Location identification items

################

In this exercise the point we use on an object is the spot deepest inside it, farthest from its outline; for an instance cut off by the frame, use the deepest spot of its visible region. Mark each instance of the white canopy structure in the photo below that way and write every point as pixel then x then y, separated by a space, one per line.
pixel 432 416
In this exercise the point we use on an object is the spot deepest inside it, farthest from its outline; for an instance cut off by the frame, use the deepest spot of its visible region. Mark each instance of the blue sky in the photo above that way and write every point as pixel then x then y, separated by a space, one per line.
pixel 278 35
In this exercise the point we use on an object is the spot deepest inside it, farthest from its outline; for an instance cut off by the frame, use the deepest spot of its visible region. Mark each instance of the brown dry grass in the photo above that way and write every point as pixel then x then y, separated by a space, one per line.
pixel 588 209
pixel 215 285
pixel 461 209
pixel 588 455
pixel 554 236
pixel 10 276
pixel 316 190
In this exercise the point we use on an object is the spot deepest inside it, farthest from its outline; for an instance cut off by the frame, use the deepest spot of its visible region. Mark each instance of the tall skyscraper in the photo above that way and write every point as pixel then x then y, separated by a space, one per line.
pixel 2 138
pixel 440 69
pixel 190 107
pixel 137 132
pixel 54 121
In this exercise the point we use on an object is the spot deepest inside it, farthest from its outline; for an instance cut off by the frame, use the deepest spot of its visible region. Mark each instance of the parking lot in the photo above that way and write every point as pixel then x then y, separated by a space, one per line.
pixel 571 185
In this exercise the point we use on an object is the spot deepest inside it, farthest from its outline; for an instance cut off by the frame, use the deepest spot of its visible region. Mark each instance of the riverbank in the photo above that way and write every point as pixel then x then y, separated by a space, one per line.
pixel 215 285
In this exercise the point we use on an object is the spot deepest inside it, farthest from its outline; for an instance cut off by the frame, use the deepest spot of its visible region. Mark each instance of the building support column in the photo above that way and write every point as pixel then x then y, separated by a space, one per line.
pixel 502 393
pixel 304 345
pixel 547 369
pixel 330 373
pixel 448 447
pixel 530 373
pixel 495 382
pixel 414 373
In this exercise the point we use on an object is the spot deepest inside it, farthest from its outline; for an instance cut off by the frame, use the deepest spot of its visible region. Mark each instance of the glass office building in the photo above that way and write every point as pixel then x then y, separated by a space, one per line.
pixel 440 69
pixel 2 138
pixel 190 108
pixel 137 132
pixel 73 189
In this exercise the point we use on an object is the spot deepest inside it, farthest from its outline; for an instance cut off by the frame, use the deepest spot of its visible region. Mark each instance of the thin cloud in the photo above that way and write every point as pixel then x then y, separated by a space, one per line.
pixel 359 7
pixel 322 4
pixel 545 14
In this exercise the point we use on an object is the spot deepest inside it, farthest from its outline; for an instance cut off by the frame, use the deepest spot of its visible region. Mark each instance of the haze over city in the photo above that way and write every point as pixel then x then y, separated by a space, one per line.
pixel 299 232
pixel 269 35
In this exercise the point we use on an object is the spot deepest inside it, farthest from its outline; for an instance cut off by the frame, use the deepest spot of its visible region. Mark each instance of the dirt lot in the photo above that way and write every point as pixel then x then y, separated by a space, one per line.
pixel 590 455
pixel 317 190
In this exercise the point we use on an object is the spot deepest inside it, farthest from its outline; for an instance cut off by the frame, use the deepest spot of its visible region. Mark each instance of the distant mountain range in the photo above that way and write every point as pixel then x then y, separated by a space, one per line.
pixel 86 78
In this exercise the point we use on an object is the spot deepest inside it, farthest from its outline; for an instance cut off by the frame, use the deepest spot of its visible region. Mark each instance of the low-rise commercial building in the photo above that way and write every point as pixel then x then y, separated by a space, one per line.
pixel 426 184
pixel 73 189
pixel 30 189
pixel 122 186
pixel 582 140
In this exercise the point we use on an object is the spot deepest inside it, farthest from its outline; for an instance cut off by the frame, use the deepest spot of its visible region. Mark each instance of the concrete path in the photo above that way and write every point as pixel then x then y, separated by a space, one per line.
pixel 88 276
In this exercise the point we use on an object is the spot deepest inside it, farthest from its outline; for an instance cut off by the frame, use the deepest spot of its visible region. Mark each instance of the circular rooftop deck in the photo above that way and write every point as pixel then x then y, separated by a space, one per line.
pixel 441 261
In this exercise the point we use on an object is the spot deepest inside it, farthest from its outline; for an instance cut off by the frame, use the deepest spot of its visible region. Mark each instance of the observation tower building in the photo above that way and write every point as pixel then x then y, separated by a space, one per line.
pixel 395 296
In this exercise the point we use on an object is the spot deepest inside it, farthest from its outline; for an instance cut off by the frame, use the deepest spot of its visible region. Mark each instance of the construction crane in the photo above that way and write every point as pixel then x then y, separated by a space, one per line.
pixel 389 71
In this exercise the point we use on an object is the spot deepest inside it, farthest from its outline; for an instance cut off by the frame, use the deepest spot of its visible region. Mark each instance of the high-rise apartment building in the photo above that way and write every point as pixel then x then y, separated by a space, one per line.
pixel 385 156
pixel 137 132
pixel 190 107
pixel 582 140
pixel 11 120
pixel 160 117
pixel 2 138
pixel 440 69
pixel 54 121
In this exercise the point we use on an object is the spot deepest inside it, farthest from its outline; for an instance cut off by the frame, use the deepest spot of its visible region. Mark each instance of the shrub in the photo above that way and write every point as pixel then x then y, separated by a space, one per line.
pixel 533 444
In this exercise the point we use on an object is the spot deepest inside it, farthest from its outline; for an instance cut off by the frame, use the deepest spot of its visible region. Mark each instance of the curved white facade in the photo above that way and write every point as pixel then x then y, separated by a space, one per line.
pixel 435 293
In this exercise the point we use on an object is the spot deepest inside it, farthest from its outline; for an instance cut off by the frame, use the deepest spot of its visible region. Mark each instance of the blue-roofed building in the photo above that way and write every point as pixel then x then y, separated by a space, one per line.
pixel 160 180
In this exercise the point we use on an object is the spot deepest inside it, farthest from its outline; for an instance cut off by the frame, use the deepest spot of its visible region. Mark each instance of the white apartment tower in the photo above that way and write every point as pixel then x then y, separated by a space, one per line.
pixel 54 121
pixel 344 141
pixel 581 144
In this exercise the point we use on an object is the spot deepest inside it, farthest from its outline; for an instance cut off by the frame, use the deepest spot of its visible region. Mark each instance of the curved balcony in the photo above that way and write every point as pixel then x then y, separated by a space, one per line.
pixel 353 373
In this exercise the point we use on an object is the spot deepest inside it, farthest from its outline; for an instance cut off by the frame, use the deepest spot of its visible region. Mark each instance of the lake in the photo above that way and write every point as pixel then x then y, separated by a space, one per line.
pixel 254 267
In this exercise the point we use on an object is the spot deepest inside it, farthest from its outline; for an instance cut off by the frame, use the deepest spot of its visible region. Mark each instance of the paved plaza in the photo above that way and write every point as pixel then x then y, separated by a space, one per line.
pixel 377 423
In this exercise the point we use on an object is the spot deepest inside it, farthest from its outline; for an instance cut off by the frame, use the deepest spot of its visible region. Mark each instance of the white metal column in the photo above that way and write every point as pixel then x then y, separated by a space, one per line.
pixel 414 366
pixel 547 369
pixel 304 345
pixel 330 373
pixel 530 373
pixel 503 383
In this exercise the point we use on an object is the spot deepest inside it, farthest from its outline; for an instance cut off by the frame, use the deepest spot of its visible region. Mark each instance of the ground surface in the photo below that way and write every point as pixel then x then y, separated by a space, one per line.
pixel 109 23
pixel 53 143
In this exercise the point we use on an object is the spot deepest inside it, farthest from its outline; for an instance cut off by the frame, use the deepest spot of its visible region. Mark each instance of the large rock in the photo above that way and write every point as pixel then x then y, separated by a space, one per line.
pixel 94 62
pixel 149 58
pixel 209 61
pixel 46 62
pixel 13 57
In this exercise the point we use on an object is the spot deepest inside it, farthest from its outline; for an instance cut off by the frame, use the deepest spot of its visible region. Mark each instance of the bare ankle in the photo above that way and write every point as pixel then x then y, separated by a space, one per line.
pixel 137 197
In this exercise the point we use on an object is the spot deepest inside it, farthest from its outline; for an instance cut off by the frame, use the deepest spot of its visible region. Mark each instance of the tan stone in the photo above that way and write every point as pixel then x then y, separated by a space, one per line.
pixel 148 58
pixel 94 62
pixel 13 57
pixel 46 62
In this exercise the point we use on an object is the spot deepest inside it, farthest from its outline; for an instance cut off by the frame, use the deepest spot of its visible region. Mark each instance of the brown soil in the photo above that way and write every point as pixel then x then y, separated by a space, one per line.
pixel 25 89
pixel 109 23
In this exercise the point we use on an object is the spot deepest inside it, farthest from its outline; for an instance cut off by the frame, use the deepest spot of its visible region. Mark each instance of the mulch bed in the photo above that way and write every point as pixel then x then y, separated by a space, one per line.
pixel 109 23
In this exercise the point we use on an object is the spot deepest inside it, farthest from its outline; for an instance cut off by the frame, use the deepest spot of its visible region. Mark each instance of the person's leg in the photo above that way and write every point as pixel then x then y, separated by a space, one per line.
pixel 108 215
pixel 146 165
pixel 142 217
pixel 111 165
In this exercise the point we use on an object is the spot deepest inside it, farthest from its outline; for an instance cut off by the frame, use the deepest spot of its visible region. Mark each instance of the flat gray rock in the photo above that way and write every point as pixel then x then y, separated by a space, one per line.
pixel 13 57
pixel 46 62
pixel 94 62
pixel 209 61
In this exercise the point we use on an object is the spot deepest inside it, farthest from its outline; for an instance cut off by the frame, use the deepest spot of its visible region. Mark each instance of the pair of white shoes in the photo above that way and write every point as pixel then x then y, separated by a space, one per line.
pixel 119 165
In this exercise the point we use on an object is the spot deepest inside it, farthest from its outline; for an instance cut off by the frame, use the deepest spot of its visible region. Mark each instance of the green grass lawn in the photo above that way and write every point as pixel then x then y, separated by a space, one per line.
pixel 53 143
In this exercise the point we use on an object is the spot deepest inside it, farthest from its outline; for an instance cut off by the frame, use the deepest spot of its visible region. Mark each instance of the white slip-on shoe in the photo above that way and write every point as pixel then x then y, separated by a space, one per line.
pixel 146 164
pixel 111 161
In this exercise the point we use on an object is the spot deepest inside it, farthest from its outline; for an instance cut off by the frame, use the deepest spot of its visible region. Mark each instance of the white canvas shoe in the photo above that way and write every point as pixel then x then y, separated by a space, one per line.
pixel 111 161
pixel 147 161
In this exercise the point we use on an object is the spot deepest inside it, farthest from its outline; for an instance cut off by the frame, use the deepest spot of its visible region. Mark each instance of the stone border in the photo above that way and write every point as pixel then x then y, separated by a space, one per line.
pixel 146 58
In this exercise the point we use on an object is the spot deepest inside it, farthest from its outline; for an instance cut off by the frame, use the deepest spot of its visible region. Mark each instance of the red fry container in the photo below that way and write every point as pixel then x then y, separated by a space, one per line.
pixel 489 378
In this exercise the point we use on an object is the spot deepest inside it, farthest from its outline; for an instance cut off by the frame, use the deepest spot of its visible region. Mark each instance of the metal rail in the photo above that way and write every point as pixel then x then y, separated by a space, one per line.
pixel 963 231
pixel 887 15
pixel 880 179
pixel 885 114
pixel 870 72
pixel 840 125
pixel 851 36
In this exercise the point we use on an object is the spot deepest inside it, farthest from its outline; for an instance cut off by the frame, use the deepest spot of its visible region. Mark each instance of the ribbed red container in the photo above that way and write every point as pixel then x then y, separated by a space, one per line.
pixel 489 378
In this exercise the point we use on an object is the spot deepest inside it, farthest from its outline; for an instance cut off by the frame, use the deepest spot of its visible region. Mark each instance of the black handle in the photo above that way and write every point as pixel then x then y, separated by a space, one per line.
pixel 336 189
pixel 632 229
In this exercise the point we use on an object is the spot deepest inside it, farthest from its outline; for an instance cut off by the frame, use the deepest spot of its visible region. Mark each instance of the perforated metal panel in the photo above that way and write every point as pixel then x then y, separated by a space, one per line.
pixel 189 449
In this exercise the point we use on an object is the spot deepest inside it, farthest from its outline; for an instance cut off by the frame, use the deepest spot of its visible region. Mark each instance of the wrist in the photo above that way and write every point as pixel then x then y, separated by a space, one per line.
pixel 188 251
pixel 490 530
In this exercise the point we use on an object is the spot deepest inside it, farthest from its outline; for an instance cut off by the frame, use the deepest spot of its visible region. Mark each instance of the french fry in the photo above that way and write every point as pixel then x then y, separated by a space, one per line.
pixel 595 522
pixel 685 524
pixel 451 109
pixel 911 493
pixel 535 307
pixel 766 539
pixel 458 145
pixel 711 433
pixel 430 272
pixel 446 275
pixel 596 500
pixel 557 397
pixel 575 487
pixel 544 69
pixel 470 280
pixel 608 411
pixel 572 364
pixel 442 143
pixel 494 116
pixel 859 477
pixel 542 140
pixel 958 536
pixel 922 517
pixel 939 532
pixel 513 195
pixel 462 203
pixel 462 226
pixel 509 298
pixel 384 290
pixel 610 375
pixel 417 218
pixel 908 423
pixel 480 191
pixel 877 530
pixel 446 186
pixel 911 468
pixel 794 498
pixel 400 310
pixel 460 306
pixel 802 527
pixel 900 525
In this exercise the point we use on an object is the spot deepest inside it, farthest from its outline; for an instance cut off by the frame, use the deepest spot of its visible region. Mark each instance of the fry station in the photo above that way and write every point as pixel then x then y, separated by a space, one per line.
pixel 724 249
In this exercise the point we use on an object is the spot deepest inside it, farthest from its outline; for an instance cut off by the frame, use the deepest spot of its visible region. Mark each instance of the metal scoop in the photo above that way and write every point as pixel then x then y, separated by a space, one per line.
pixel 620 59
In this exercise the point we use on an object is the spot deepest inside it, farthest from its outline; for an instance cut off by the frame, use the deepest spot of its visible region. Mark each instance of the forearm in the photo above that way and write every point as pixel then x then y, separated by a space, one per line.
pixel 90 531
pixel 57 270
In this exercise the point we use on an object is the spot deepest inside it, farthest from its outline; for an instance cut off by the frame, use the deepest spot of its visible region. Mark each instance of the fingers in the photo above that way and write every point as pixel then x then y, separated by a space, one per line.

################

-- EXERCISE INSTRUCTIONS --
Output the stretch of the material above from its first line through the line containing "pixel 571 185" as a JSON list of strings, one string per line, leaving out any blank lines.

-- FULL ANSWER --
[
  "In this exercise the point we use on an object is the spot deepest inside it, farthest from its outline; for an instance cut off by the frame, use the deepest spot of its visible region. Mark each instance of the white canopy structure in the photo below that way and write every point as pixel then x then y, separated by a space, one per line.",
  "pixel 432 416",
  "In this exercise the point we use on an object is the spot deepest inside it, farthest from its outline; for an instance cut off by the frame, use the deepest spot of its visible region. Mark each instance of the blue sky in the photo above that way and write every point as pixel then x then y, separated by a space, one per line.",
  "pixel 278 35",
  "In this exercise the point we use on an object is the spot deepest inside it, farthest from its outline; for an instance cut off by the frame, use the deepest spot of its visible region. Mark each instance of the brown dry grass in the photo above that way and write every point as pixel then x then y, separated by a space, one per line.",
  "pixel 588 209",
  "pixel 215 285",
  "pixel 461 209",
  "pixel 588 455",
  "pixel 554 236",
  "pixel 10 276",
  "pixel 316 190",
  "In this exercise the point we use on an object is the spot deepest inside it, farthest from its outline; for an instance cut off by the frame, use the deepest spot of its visible region. Mark each instance of the tall skyscraper in the photo above that way and write every point as pixel then x then y, separated by a space, one per line.",
  "pixel 2 138",
  "pixel 440 69",
  "pixel 190 107",
  "pixel 137 132",
  "pixel 54 121",
  "In this exercise the point we use on an object is the spot deepest inside it, farthest from its outline; for an instance cut off by the frame, use the deepest spot of its visible region. Mark each instance of the parking lot in the photo above that way and write every point as pixel then x then y, separated by a space, one per line.",
  "pixel 571 185"
]